Exercise requirements: What is needed is an exact copy of the lines from the one containing "of the short" through the last line of the entries below, both included.
+--
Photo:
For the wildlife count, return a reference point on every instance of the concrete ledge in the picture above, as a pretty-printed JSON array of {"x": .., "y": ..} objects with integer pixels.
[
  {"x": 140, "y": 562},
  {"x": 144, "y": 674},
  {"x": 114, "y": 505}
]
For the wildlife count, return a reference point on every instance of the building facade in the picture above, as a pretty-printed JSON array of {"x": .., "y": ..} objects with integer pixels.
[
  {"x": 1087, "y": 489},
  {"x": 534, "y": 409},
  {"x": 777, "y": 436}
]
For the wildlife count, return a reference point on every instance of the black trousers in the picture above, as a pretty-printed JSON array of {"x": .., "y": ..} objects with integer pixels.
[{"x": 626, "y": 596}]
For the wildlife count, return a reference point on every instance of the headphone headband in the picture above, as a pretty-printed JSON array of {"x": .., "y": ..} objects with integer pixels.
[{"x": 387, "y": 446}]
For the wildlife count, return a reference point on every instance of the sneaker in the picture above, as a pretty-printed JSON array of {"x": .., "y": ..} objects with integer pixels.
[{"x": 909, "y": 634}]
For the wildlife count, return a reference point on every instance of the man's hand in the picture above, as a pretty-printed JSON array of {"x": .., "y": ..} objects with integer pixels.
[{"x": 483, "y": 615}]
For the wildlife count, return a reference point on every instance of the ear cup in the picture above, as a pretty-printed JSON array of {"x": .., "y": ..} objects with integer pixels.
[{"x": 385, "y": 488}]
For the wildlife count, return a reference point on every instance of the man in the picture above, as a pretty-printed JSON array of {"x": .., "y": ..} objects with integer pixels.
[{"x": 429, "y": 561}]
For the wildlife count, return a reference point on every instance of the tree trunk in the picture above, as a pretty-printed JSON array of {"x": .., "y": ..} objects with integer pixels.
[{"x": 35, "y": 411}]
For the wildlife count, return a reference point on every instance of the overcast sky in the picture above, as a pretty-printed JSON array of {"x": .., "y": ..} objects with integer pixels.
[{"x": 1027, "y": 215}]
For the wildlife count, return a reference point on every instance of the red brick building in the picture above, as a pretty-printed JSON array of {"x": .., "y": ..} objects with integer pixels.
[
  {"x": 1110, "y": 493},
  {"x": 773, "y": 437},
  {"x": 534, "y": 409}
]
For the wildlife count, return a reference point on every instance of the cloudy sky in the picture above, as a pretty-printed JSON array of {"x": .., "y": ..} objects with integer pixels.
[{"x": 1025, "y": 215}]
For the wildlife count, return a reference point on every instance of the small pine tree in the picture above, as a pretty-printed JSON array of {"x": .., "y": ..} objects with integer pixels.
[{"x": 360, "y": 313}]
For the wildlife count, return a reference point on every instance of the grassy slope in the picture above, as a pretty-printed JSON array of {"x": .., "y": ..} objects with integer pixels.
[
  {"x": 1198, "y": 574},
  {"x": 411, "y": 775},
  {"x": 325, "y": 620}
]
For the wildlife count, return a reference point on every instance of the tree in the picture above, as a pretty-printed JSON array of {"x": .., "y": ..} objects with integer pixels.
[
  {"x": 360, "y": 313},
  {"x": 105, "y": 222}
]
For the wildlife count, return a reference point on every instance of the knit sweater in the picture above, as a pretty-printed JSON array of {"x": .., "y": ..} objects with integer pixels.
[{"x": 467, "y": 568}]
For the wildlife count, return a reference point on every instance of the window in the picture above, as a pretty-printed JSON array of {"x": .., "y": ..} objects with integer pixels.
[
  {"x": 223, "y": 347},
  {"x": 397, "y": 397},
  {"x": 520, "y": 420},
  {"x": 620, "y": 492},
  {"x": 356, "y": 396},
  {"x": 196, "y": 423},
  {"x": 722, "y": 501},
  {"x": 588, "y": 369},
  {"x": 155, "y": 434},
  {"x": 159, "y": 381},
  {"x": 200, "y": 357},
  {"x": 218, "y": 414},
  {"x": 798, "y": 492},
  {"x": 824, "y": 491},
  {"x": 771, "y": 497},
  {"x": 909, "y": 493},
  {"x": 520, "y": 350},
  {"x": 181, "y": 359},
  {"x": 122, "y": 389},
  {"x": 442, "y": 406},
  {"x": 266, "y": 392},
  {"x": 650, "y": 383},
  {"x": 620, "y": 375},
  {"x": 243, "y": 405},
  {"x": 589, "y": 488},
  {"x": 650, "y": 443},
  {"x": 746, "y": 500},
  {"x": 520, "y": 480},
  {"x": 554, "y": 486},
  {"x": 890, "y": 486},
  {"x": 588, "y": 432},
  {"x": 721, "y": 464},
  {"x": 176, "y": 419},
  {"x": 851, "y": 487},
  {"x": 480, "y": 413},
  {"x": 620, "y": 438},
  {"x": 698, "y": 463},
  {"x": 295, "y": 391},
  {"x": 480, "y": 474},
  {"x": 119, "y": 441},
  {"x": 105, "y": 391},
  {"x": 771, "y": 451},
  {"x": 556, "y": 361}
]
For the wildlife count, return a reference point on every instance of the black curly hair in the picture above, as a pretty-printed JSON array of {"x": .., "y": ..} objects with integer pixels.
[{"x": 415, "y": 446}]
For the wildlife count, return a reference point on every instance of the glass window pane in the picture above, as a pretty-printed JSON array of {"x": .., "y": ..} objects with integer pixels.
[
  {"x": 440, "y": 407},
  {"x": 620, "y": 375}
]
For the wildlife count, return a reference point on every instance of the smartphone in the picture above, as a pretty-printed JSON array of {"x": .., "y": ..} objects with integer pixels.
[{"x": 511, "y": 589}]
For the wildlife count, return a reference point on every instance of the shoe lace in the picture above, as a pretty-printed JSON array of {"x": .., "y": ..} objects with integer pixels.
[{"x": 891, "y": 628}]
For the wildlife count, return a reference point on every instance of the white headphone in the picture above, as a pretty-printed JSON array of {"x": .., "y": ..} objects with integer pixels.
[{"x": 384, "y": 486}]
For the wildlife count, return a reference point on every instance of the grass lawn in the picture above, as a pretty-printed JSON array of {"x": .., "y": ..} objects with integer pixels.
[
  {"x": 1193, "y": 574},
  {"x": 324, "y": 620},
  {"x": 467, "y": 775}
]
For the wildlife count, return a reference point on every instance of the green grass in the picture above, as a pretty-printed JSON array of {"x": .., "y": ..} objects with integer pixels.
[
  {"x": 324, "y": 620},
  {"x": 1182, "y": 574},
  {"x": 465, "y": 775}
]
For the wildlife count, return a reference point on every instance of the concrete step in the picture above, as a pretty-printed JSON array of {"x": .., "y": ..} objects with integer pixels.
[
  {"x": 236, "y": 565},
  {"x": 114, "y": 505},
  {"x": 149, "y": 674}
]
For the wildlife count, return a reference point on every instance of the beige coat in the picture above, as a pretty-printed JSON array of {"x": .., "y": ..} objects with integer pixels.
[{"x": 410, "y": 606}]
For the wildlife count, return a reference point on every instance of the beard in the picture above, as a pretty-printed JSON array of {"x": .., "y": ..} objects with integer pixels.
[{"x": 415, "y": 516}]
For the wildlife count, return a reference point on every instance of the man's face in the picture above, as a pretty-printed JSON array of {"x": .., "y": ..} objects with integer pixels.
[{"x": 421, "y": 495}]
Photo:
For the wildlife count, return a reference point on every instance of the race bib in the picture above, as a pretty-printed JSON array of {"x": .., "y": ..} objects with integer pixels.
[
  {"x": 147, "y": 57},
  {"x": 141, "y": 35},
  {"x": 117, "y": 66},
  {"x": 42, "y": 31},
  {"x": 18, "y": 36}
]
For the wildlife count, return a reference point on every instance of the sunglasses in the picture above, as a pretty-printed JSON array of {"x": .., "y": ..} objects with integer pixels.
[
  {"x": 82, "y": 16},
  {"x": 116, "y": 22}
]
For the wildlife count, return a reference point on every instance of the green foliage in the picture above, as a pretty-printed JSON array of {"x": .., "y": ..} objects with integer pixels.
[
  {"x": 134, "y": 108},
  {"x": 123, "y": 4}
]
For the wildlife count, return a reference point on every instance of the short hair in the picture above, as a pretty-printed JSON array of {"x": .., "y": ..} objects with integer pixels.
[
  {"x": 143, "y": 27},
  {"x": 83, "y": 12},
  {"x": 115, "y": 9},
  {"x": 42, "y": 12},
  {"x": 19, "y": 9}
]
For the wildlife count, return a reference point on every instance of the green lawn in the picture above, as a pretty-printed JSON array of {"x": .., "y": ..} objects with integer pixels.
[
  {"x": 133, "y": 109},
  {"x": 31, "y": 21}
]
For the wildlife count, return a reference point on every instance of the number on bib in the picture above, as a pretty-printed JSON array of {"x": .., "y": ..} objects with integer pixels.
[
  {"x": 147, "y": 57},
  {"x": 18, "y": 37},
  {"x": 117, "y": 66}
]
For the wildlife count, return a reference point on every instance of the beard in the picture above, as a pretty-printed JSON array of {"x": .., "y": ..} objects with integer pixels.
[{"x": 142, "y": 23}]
+--
Task result:
For the wildlife count, return a reference point on every instance of the short hair in the picture above, as a pretty-printed JSON array of {"x": .., "y": ..} objects with integer pixels.
[
  {"x": 143, "y": 27},
  {"x": 83, "y": 12},
  {"x": 115, "y": 9},
  {"x": 42, "y": 12},
  {"x": 19, "y": 9}
]
For the wildlife count, return a reference point on every instance of the green lawn in the picture above, as a pretty-printed JSON array of {"x": .., "y": ..} objects with integer pixels.
[
  {"x": 133, "y": 109},
  {"x": 31, "y": 21}
]
For the wildlife count, return a reference point on every instance of the number on bib in the picture above, as a pretty-printed JSON array of {"x": .., "y": ..} objects with integer pixels.
[
  {"x": 147, "y": 57},
  {"x": 18, "y": 37},
  {"x": 117, "y": 66}
]
For the wildlife count, return a reference point on every instance of the beard in the picture above, as a pretty-printed JSON array of {"x": .., "y": ..} objects with integer pixels.
[{"x": 142, "y": 23}]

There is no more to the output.